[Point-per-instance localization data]
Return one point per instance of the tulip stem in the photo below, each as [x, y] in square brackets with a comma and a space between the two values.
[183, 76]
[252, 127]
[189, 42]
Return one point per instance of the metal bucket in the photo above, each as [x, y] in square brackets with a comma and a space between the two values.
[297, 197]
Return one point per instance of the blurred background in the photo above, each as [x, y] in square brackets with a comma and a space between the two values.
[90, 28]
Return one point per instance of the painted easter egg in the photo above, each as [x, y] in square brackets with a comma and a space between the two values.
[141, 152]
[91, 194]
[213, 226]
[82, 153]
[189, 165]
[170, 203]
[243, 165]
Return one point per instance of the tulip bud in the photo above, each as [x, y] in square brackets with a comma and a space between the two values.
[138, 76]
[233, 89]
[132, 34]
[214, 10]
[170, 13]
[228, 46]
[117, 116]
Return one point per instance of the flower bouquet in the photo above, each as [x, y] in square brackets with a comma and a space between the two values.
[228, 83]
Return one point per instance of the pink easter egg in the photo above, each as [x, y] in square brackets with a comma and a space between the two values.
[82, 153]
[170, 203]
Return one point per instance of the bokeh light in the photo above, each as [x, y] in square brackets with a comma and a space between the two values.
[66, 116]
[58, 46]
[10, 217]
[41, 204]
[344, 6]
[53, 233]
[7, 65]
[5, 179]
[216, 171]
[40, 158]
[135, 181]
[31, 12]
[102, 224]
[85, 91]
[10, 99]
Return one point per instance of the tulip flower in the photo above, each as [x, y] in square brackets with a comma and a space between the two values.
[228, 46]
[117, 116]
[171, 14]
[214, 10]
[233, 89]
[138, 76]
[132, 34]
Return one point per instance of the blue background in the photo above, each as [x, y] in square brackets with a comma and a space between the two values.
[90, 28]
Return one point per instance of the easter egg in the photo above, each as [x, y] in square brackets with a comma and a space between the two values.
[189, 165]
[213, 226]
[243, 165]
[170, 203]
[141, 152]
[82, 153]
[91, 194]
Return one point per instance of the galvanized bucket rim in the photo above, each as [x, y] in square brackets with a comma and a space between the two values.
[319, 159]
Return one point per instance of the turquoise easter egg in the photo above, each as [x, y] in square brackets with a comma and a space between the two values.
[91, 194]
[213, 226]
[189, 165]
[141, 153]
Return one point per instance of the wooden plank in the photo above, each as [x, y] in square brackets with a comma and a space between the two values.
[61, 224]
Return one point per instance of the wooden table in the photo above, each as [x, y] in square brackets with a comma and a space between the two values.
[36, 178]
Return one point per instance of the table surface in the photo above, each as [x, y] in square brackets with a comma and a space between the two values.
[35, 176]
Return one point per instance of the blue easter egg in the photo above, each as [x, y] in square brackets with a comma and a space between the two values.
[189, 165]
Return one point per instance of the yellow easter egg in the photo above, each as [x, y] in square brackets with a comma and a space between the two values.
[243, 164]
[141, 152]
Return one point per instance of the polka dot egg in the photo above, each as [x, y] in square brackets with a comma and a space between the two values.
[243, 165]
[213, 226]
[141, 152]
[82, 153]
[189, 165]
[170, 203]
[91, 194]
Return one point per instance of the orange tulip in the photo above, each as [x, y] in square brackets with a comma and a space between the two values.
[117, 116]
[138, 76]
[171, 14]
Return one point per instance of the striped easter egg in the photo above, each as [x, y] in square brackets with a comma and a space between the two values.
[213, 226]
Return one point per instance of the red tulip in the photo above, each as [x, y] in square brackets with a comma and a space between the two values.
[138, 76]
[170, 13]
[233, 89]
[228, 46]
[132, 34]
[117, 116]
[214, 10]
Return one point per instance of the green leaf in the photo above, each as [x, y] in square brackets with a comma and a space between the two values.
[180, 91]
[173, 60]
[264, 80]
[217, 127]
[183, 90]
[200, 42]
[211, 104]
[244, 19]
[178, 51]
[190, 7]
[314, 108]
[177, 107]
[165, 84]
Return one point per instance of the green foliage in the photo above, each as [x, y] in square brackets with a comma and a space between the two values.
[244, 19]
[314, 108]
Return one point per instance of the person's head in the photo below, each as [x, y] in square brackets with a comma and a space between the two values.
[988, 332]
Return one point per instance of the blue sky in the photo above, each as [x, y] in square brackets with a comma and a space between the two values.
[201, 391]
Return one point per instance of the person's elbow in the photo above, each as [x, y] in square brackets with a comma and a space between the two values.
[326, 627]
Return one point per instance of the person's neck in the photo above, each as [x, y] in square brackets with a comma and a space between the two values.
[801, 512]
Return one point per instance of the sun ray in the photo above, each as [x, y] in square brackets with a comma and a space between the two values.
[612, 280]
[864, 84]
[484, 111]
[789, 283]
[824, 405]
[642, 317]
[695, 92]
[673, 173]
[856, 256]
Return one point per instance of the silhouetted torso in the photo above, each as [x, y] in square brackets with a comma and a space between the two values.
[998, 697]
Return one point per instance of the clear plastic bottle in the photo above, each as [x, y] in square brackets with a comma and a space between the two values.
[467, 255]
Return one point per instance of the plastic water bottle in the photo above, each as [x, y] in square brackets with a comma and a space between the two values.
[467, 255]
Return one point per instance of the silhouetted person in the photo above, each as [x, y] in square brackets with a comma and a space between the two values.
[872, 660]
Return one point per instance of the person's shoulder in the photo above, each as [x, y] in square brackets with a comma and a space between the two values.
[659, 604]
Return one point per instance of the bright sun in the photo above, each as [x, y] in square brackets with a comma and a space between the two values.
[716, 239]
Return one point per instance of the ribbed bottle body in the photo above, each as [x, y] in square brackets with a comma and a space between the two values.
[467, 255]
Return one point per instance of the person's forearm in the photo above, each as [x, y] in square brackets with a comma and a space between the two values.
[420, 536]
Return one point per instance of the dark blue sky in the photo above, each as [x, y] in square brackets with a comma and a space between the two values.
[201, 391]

TASK DIRECTIONS
A full, exact repeat of the entries above is required.

SOLUTION TO THIS EXERCISE
Return one point per instance of the tulip stem in the photo below, each as [x, y] in square brackets with a comma and a space between the two values.
[183, 76]
[252, 127]
[189, 42]
Return one point per instance of the metal bucket in the photo above, each as [x, y] in square brackets with a comma and a space between the two values.
[297, 197]
Return one point per instance of the blurred background in the photo above, each as [x, y] in square brackets with a comma and a space between the two values.
[90, 28]
Return one point per instance of the painted easter egg in the photo above, each as [x, y] in square brackets with a comma and a space between the two values.
[141, 152]
[91, 194]
[213, 226]
[82, 153]
[189, 165]
[170, 203]
[243, 165]
Return one point per instance of the tulip bud in the photo above, each as [x, y] in square brackets with a comma and a space between the two values.
[138, 76]
[233, 89]
[132, 34]
[214, 10]
[170, 13]
[228, 46]
[117, 116]
Return one point per instance of the flower bouquet in the photo above, each as [x, y] in square brackets with a comma and a space between the two values.
[228, 83]
Return one point per instance of the pink easter egg in the photo above, each as [x, y] in square brackets with a comma and a space between the two values.
[82, 153]
[170, 203]
Return one point per instance of the bokeh light in the photo above, each as [x, y] in square brackets with a comma and a space between the two values.
[66, 116]
[58, 46]
[10, 217]
[41, 204]
[344, 6]
[53, 233]
[7, 65]
[5, 179]
[216, 171]
[40, 158]
[135, 181]
[31, 12]
[102, 224]
[85, 91]
[10, 99]
Return one point per instance of the tulip flower in the photo above, each as [x, y] in square brackets with a comma and a space between the two values.
[228, 46]
[117, 116]
[171, 14]
[214, 10]
[233, 89]
[138, 76]
[132, 34]
Return one point per instance of the blue background in the photo above, each as [x, y] in square brackets with a comma and a space between the two values.
[90, 28]
Return one point per instance of the easter egg in the photo above, each as [x, y] in square brackets with a comma and a space between the two values.
[189, 165]
[213, 226]
[243, 165]
[170, 203]
[141, 152]
[82, 153]
[91, 194]
Return one point per instance of the galvanized bucket rim in the photo above, each as [x, y] in square brackets with a comma and a space between the two values.
[319, 159]
Return one point per instance of the turquoise easter egg in the photo above, each as [x, y] in square brackets with a comma and a space between the two values.
[91, 194]
[213, 226]
[189, 165]
[141, 153]
Return one point per instance of the wooden plank in the photo above, each as [x, y] in square brackets with a comma and a space between the two values.
[61, 224]
Return one point per instance of the wooden table in the photo above, each as [x, y] in square brackets with a comma and a space between the two values.
[36, 178]
Return one point per instance of the table surface in the photo above, each as [x, y] in square brackets with a comma and a space between the two values.
[35, 176]
Return one point per instance of the blue easter egg in the photo above, each as [x, y] in square brackets with a comma and a space between the two values.
[189, 165]
Return one point per instance of the yellow easter egg in the photo above, each as [x, y] in square brackets with a comma and a space between the two values.
[243, 164]
[141, 152]
Return one point per instance of the polka dot egg in the photo above, each as [x, y] in square brackets with a comma and a space between the two values.
[243, 165]
[213, 226]
[141, 152]
[82, 153]
[189, 165]
[170, 203]
[91, 194]
Return one point per instance of the orange tulip in the photo above, each as [x, y] in square brackets with a comma and a space between the two values.
[117, 116]
[138, 76]
[171, 14]
Return one point per instance of the striped easter egg in the photo above, each as [x, y] in square brackets with a comma and a space between the two values.
[213, 226]
Return one point per instance of the red tulip in the photo above, each as [x, y] in square brackets with a comma and a space between the two values.
[138, 76]
[170, 13]
[233, 89]
[228, 46]
[132, 34]
[117, 116]
[214, 10]
Return one point per instance of the green leaf in the photo above, each as [x, y] in square brackets with a comma and a space between the two values.
[180, 91]
[173, 60]
[264, 80]
[217, 127]
[183, 90]
[200, 42]
[211, 104]
[244, 19]
[178, 51]
[190, 7]
[314, 108]
[177, 107]
[165, 84]
Return one point per instance of the green foliage in the photo above, each as [x, y] in square brackets with a comma and a space between the two values.
[244, 19]
[314, 108]
Return one point per instance of the person's head in the photo below, each as [x, y] in square brackets with a comma and a space between the two values.
[988, 332]
Return one point per instance of the blue sky in the photo above, each as [x, y] in square brackets with a comma and a space between the two values.
[201, 391]
Return one point per instance of the person's elbow in the photo above, each as [x, y] in square brackets with a comma and a space between the two values.
[326, 627]
Return one point per instance of the person's neck in the photo above, each as [x, y] in square brackets with a comma and a space between the two values.
[801, 512]
Return one point per instance of the sun ray in the photo above, each as [x, y] in square brackets with a comma and a space between the two values.
[612, 280]
[864, 84]
[484, 111]
[789, 283]
[824, 405]
[642, 317]
[695, 92]
[673, 173]
[856, 256]
Return one point per instance of the silhouetted torso in the photo above, each as [x, y] in square brackets with a comma and a space between the two values.
[998, 697]
Return one point per instance of the clear plastic bottle in the photo above, each as [x, y] in square brackets with a comma and a space between the two values.
[467, 255]
Return one point per instance of the plastic water bottle in the photo above, each as [x, y] in square brackets with a comma and a space between the two values.
[467, 255]
Return one point per instance of the silhouetted person in the photo above, each as [x, y] in square brackets with a comma and a space between the two values.
[872, 660]
Return one point per instance of the person's shoulder in the photo above, each as [x, y] in square brackets with a comma and a space between the two values.
[659, 604]
Return one point per instance of the bright sun in the photo above, each as [x, y] in square brackets with a comma and a space between the two values.
[716, 239]
Return one point per instance of the ribbed bottle body in the photo above, each as [x, y] in square brackets with a comma and a space between the two values.
[467, 255]
Return one point per instance of the person's forearm in the photo above, each as [x, y] in square brackets with a comma and a space between the two values.
[420, 536]
Return one point per instance of the dark blue sky in the photo above, each as [x, y] in square brackets with a comma and a space between the two values.
[201, 391]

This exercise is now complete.